───── Exercise input ─────

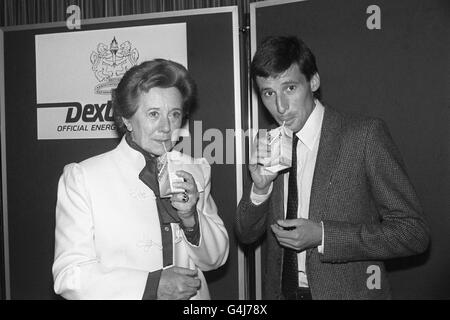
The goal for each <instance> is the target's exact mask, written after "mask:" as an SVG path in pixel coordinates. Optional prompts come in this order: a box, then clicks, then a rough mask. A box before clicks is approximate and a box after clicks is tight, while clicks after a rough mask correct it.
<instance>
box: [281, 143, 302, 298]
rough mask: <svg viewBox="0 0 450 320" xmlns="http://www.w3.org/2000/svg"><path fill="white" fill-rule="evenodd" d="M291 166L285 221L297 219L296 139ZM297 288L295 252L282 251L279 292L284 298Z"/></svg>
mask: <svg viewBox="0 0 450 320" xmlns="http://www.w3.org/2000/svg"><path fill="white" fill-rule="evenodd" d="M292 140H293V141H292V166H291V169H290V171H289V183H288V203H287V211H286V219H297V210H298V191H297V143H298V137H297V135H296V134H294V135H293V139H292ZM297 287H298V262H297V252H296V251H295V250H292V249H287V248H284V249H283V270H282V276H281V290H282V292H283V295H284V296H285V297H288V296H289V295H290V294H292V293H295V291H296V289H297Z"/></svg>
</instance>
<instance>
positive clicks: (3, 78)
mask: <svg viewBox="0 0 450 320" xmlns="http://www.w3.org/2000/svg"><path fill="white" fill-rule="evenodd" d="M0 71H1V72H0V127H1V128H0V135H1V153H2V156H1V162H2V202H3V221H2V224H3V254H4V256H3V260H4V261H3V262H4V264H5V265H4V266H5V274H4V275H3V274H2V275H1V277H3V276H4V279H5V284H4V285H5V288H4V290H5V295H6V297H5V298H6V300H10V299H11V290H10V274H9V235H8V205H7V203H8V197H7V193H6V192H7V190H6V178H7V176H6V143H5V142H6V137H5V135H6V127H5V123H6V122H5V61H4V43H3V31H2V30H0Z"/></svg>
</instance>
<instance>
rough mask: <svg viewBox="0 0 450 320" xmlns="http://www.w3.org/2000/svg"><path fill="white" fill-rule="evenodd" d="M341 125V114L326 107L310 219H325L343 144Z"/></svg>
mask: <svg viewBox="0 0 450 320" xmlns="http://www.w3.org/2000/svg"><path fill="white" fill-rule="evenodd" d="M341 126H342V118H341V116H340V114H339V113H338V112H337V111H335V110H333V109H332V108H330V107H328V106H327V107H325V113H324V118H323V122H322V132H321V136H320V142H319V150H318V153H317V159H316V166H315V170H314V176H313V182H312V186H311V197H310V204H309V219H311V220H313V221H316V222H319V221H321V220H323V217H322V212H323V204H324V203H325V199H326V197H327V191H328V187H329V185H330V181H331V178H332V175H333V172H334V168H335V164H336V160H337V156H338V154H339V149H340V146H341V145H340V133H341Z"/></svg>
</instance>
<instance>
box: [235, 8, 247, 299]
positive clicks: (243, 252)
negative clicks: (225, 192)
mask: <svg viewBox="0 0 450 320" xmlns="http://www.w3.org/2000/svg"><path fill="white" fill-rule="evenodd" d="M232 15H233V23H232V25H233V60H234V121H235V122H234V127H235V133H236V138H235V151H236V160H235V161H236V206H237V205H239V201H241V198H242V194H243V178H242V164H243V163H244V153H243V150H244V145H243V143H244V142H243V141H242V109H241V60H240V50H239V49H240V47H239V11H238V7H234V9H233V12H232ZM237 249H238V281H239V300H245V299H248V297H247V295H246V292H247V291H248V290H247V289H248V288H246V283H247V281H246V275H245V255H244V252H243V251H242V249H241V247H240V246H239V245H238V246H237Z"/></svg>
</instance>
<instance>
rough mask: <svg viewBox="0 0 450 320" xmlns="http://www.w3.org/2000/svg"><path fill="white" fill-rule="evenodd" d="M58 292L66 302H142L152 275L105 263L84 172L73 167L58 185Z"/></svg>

─────

* What is needed: Write out the records above exactly as they stand, leaving out every picture.

* Response:
The goal for each <instance> is the target's exact mask, written after "mask:" as an SVG path in pixel coordinates. Optional prompts come in this order: a box, then clicks, then a rough mask. A box before clicks is approximate and a box after clicks is tight, while clicks after a rough mask correct it.
<instance>
box: [281, 143, 302, 298]
rough mask: <svg viewBox="0 0 450 320" xmlns="http://www.w3.org/2000/svg"><path fill="white" fill-rule="evenodd" d="M291 166L285 221L297 219L296 139ZM297 288L295 252L282 251L279 292L284 298Z"/></svg>
mask: <svg viewBox="0 0 450 320" xmlns="http://www.w3.org/2000/svg"><path fill="white" fill-rule="evenodd" d="M292 140H293V141H292V166H291V169H290V171H289V183H288V203H287V211H286V219H297V210H298V191H297V143H298V137H297V135H296V134H294V135H293V139H292ZM297 287H298V262H297V252H296V251H295V250H292V249H287V248H284V249H283V270H282V276H281V290H282V292H283V295H284V296H285V297H288V296H289V295H290V294H292V293H295V291H296V289H297Z"/></svg>
</instance>
<instance>
positive clicks: (3, 78)
mask: <svg viewBox="0 0 450 320" xmlns="http://www.w3.org/2000/svg"><path fill="white" fill-rule="evenodd" d="M0 71H1V72H0V127H1V128H0V135H1V153H2V156H1V162H2V202H3V221H2V224H3V254H4V256H3V260H4V261H3V262H4V264H5V265H4V266H5V274H4V275H3V274H2V275H1V277H3V276H4V279H5V284H4V285H5V288H4V290H5V295H6V297H5V298H6V300H10V299H11V290H10V274H9V235H8V205H7V203H8V197H7V193H6V192H7V190H6V178H7V176H6V143H5V142H6V137H5V135H6V127H5V123H6V122H5V61H4V43H3V31H2V30H0Z"/></svg>
</instance>
<instance>
rough mask: <svg viewBox="0 0 450 320" xmlns="http://www.w3.org/2000/svg"><path fill="white" fill-rule="evenodd" d="M341 125V114L326 107L310 219H325L343 144Z"/></svg>
mask: <svg viewBox="0 0 450 320" xmlns="http://www.w3.org/2000/svg"><path fill="white" fill-rule="evenodd" d="M341 126H342V118H341V116H340V114H339V113H338V112H337V111H335V110H333V109H332V108H330V107H328V106H327V107H325V113H324V118H323V122H322V132H321V136H320V142H319V150H318V153H317V159H316V166H315V170H314V176H313V182H312V186H311V197H310V204H309V219H311V220H313V221H316V222H319V221H321V220H323V217H322V212H323V204H324V203H325V199H326V197H327V191H328V187H329V185H330V181H331V178H332V175H333V172H334V168H335V164H336V160H337V156H338V154H339V149H340V146H341V145H340V133H341Z"/></svg>
</instance>
<instance>
box: [235, 8, 247, 299]
positive clicks: (243, 252)
negative clicks: (225, 192)
mask: <svg viewBox="0 0 450 320" xmlns="http://www.w3.org/2000/svg"><path fill="white" fill-rule="evenodd" d="M232 15H233V23H232V25H233V60H234V121H235V122H234V127H235V133H236V138H235V151H236V160H235V161H236V206H237V205H239V201H241V198H242V194H243V178H242V164H243V163H244V153H243V150H244V145H243V143H244V142H243V141H242V109H241V60H240V50H239V49H240V47H239V11H238V7H234V9H233V12H232ZM237 249H238V281H239V300H245V299H248V297H247V295H246V292H247V291H248V290H247V289H248V288H246V283H247V281H246V275H245V255H244V252H243V251H242V249H241V247H240V246H239V245H238V246H237Z"/></svg>
</instance>
<instance>
rough mask: <svg viewBox="0 0 450 320" xmlns="http://www.w3.org/2000/svg"><path fill="white" fill-rule="evenodd" d="M58 292L66 302H142L152 275L105 263L84 172L73 167L58 185Z"/></svg>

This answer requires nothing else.